= WORK TO COMPLETE =
From the first line to the last, print the data exactly.

= MATERIAL FOR THE TASK =
------------------------------------------------------------------------

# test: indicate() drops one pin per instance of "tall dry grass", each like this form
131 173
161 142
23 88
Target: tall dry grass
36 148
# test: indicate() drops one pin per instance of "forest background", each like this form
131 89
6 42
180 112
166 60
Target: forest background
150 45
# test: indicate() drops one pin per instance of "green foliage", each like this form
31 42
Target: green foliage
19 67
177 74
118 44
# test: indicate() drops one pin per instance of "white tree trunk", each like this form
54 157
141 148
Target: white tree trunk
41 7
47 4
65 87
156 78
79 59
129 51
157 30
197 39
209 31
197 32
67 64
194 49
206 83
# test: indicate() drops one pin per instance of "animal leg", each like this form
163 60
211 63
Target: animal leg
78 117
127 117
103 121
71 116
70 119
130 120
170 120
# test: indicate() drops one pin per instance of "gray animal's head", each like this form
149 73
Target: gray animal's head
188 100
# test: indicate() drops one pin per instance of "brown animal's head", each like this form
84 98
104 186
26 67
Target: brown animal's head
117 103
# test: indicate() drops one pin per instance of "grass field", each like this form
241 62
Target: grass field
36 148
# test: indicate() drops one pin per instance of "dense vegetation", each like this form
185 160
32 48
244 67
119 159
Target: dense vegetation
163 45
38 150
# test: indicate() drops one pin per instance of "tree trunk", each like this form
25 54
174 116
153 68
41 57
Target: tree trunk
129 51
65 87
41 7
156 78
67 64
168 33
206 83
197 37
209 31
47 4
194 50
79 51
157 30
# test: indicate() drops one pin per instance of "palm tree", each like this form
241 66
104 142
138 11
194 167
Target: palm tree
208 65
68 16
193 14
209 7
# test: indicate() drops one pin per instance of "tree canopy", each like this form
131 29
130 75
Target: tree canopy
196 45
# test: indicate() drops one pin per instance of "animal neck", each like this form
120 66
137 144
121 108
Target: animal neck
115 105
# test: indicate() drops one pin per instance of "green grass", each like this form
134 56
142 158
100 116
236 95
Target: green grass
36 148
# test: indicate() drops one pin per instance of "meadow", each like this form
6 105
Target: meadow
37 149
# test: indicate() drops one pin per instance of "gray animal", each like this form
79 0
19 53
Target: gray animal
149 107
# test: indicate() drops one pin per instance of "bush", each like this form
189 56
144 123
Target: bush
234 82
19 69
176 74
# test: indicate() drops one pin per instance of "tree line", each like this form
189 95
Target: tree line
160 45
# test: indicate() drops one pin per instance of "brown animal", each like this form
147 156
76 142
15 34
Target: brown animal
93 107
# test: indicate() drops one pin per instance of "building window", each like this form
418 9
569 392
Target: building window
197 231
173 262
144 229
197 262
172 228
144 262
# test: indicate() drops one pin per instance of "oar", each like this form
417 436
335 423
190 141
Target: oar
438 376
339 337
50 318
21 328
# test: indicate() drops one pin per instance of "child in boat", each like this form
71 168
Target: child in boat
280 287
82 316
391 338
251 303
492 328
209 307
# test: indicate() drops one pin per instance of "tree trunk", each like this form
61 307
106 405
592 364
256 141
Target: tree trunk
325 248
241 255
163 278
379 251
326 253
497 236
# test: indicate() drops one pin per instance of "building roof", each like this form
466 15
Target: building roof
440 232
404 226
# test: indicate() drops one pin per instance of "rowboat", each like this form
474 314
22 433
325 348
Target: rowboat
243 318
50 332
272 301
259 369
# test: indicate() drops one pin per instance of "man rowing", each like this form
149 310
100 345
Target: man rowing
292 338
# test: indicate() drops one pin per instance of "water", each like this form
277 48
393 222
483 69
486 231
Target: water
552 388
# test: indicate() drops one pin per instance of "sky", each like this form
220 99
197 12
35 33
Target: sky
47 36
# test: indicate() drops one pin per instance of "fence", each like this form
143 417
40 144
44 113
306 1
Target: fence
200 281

------------------------------------------------------------------------

= SOLUTION FOR THIS TASK =
# test: indicate() drops one pin per instance of "tall dry grass", each like this form
131 173
161 142
23 88
Target: tall dry grass
36 148
# test: indicate() drops one pin per instance of "forest background", each like this form
131 89
6 42
180 112
166 60
Target: forest background
150 45
# test: indicate() drops one pin per instance of "green foliage", each like this form
31 42
Target: green foliage
19 67
177 74
118 44
# test: indicate() drops one pin per instance of "white tree trunk", each like this form
54 157
141 148
Target: white tree trunk
41 7
47 4
65 87
156 78
79 59
129 51
157 30
197 39
209 31
197 32
67 64
194 49
206 83
# test: indicate() drops one pin per instance of "animal leg", each like this form
163 60
211 63
Target: animal leg
78 117
127 117
103 121
71 116
70 119
130 120
170 120
# test: indicate() drops one pin per instance of "gray animal's head", each like this form
149 73
Target: gray animal's head
188 100
# test: indicate() drops one pin per instance of "brown animal's head", each like this form
84 98
104 186
26 67
Target: brown animal's head
117 103
# test: indicate() drops one pin per instance of "grass field", each like this form
241 62
Target: grass field
36 148
# test: indicate() drops one pin per instance of "dense vegetation", each like this form
185 160
32 48
244 67
119 159
Target: dense vegetation
163 45
38 150
# test: indicate() drops one pin per instance of "tree trunk", each like this form
25 54
174 116
153 68
41 57
Target: tree trunk
129 51
65 87
41 7
156 78
67 64
168 33
206 83
197 37
209 31
47 4
194 50
79 51
157 30
# test: indicate() drops one pin per instance of "palm tree", each like this form
241 66
104 142
138 11
194 167
Target: palm tree
208 65
68 16
193 14
209 7
# test: indicate() drops one pin per instance of "tree canopy", each like this form
131 29
130 75
Target: tree canopy
196 45
# test: indicate() drops one pin per instance of "animal neck", each like this form
120 66
137 144
121 108
Target: animal neck
115 105
# test: indicate() drops one pin per instance of "green grass", each like this form
134 56
142 158
100 116
236 95
Target: green grass
36 148
# test: indicate() drops one pin per instance of "meadow", each like this form
6 105
Target: meadow
37 149
# test: indicate() drops one pin per instance of "gray animal", each like this form
79 0
19 53
Target: gray animal
149 107
# test: indicate() drops one pin per instance of "bush", each like this form
189 56
144 123
Target: bush
234 82
19 69
176 74
# test: indicate() drops one pin per instance of "tree line", each like this form
189 95
Target: tree line
160 45
# test: indicate() drops one pin per instance of "brown animal", each like this form
147 156
76 142
15 34
Target: brown animal
93 107
# test: indicate() drops one pin per instance of "building window", each like this form
418 9
569 392
Target: building window
197 231
173 262
144 229
197 262
172 228
144 262
# test: indicate() drops one pin per instance of "oar", each like this form
417 436
335 423
190 141
Target: oar
438 376
339 337
50 318
21 328
# test: indicate() drops one pin per instance of "child in boat", each like this form
71 168
Target: child in boat
280 287
82 316
391 338
251 303
492 328
209 307
# test: indicate() drops one pin per instance of "tree trunk", each like this form
61 307
106 405
592 364
256 141
Target: tree trunk
325 248
241 255
163 278
379 251
326 253
497 236
# test: indicate() drops one pin per instance of "building roof", each like this form
466 15
Target: building roof
440 232
404 226
# test: indicate() drops one pin per instance of "rowboat", each like this form
474 314
22 433
325 348
Target: rowboat
243 318
50 332
272 301
259 369
# test: indicate() drops one pin per instance of "man rowing", each like this form
149 310
100 345
Target: man rowing
292 338
# test: indicate() drops one pin per instance of "water", each like this form
277 48
393 222
483 69
486 231
Target: water
552 388
# test: indicate() drops one pin per instance of "sky", each like this form
220 99
197 12
35 33
Target: sky
47 36
# test: indicate() drops one pin per instance of "fence", each like this form
143 417
40 144
44 113
306 1
Target: fence
200 281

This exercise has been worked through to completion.